■ Work to be completed: Look through the data below, and copy each line that carries the word "outline".

■ Source information:
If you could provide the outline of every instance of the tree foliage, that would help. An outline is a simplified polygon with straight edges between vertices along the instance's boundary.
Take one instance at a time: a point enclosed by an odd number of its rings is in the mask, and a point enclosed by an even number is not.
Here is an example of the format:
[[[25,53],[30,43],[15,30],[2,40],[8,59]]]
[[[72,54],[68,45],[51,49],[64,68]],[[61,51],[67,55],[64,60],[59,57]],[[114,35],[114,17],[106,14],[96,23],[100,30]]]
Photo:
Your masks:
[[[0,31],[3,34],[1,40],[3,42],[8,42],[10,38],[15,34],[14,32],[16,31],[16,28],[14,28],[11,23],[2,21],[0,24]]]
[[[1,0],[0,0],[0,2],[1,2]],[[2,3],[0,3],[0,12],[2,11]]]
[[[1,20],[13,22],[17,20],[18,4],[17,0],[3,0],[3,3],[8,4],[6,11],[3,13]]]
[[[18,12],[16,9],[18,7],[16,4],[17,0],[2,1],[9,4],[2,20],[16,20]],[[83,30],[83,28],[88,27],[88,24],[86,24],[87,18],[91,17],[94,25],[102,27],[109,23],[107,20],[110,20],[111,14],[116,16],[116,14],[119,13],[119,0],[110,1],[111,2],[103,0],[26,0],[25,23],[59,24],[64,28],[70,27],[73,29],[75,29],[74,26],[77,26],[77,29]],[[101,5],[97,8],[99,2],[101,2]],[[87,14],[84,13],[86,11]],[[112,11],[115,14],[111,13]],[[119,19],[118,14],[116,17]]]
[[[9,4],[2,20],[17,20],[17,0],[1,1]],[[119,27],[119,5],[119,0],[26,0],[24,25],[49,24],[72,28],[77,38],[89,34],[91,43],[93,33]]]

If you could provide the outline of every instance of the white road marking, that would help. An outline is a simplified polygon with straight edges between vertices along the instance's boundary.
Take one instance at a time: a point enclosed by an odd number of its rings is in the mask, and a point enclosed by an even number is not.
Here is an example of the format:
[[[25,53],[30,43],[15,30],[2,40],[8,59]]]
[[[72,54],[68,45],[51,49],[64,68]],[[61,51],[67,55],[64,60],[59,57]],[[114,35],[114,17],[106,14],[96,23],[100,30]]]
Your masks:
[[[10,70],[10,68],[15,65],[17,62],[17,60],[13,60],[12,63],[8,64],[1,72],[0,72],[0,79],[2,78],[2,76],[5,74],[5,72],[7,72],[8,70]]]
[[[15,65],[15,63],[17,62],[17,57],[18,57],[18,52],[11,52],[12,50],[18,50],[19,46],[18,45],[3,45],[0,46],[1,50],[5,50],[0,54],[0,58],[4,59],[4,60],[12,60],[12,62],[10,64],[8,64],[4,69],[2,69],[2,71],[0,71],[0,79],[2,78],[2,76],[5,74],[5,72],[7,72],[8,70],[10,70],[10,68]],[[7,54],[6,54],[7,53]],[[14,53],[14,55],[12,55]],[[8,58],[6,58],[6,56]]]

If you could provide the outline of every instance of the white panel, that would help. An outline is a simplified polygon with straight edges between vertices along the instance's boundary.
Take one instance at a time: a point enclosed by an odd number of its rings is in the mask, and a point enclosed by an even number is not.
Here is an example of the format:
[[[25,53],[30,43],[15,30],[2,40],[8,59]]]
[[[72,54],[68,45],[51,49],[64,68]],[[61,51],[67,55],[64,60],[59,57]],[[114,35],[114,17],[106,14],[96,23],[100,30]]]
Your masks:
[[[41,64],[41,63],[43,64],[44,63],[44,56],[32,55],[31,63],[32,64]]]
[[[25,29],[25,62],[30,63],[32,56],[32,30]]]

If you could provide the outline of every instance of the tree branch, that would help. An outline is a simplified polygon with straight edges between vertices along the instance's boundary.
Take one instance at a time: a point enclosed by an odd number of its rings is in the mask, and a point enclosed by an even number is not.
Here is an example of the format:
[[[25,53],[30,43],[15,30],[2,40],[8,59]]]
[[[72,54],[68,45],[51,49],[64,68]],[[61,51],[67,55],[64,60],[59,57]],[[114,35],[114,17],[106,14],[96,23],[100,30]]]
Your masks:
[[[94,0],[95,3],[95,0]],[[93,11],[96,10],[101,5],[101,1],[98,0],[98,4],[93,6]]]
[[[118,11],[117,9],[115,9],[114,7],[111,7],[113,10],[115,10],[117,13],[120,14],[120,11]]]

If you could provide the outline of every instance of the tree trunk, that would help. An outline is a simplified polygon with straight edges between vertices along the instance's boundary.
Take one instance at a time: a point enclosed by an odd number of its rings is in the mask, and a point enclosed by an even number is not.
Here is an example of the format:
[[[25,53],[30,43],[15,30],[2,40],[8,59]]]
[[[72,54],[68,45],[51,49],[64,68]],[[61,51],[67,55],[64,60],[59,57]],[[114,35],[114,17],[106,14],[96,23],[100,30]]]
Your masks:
...
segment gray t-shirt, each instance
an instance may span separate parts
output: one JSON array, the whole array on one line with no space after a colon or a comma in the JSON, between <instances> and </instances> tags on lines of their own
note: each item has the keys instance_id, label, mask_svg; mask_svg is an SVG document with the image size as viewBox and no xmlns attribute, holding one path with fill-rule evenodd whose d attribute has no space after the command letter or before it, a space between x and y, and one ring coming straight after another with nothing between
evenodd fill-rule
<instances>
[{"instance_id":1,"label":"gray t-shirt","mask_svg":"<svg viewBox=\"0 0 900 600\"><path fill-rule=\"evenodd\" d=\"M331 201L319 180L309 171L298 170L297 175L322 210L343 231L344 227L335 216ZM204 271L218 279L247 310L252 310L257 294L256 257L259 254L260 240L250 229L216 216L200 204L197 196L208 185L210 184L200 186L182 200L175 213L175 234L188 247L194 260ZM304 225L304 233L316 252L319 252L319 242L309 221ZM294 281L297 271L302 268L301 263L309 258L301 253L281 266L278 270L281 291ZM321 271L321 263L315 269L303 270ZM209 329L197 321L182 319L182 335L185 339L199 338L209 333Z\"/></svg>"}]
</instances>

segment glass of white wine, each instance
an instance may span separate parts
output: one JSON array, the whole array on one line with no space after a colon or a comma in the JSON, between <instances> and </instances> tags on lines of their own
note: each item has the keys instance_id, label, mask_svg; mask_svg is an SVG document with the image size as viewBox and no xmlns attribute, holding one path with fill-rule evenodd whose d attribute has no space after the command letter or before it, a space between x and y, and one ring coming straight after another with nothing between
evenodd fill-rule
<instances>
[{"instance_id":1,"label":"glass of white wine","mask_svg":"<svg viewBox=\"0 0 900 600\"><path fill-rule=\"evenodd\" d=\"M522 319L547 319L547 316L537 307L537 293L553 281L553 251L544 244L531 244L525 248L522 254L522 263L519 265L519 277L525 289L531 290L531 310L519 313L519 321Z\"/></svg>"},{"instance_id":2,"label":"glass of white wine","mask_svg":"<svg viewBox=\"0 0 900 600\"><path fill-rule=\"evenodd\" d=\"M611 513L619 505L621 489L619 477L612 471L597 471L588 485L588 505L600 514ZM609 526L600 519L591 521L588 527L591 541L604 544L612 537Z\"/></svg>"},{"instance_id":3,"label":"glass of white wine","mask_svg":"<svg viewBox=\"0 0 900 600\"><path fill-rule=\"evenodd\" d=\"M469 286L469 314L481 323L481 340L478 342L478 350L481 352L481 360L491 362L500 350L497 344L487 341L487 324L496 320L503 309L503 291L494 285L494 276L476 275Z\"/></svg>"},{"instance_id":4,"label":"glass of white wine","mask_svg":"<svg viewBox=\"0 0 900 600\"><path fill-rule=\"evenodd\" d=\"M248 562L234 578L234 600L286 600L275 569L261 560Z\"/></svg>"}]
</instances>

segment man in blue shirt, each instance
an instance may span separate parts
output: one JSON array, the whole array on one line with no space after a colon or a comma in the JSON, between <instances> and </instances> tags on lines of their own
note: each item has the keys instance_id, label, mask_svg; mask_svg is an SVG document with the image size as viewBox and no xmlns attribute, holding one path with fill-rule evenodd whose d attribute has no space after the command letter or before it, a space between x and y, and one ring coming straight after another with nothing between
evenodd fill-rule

■ Written answer:
If you could provide the outline of every instance of the tree foliage, that would help. An outline is a simplified polygon with straight edges between vertices along the instance's boundary.
If you could provide the outline of every instance of the white road marking, that would help. An outline is a simplified polygon with straight edges between vertices along the instance's boundary.
If you could provide the outline of every instance of the white panel, that would help. An outline is a simplified polygon with straight edges between vertices along the instance's boundary.
If you could provide the outline of every instance of the tree branch, that would help. An outline is a simplified polygon with straight edges between vertices along the instance's boundary.
If you could provide the outline of every instance of the tree trunk, that would help. An outline is a simplified polygon with straight edges between vertices along the instance's boundary.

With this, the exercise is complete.